* [WORK TO DO]
Can you rewrite the paragraph of the blog post that begins "This upends the core" more briefly while keeping its main points?

* [PASSAGE GIVEN]
####
Tuesday, September 3, 2013

Is God A Consequentialist?

Whenever I come up dry for material for this blog I can always turn to William Lane Craig bashing for inspiration. I get such great pleasure from deflating his dubious arguments. His new Q and A has him arguing that god isn't a consequentialist, when the record clearly indicates that he is. You can see the question here, I will focus on his answer below.

Craig starts out making a point he often makes in his writings and in his debates:

... on my view God has no moral duties to fulfill. Moral duties arise in response to imperatives issued by God. Since God does not issue commands to Himself, God has no moral duties. Rather God’s acts must simply be consistent with His perfectly good nature. So consequentialism cannot apply to God, having as He does no moral duties. His actions, such as permitting some evils in view of overriding goods, must simply be consistent with His being all-loving, punishing evil, etc.

If god's actions must be "
consistent with His perfectly good nature," and god's nature is perfect goodness, then why is god admittedly jealous and wrathful? Why can he essentially do what he wants and cause suffering and take life as he pleases? It seems to me that theists like Craig admit that their god is a god who can do whatever he wants because he "does not issue commands to Himself." In that case, if god's actions can violate his own commandments to us - commandments which are supposed to reflect his "perfectly good nature," then god cannot logically be perfectly good and all-loving. In other words, if my commandments are perfect, and I violate my own commandments, I cannot be perfect.

This upends the core of divine command theory since according to Craig, "it grounds objective moral values in God as the paradigm and source of moral goodness." If this supposed source of all moral goodness can act in ways contrary to his own commands of perfect moral goodness, the source cannot be perfectly good. Hence god plays a sort of "do as I say, not as I do" ethic.
####
* [MATERIAL SUPPLIED]
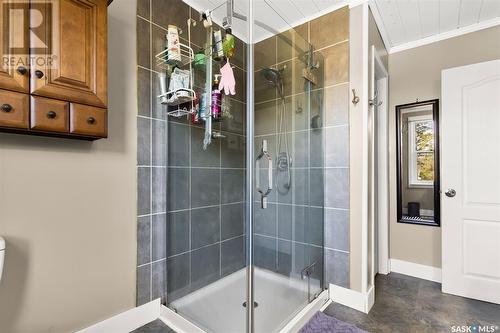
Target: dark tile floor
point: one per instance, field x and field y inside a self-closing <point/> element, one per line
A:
<point x="156" y="326"/>
<point x="404" y="304"/>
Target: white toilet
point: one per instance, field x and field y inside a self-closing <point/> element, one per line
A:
<point x="2" y="255"/>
####
* [RESULT OF THE EXERCISE]
This undercuts divine command theory, which Craig says grounds objective moral values in God as the source of moral goodness. If that source can act against his own perfectly good commands, he cannot be perfectly good, so god follows a "do as I say, not as I do" ethic.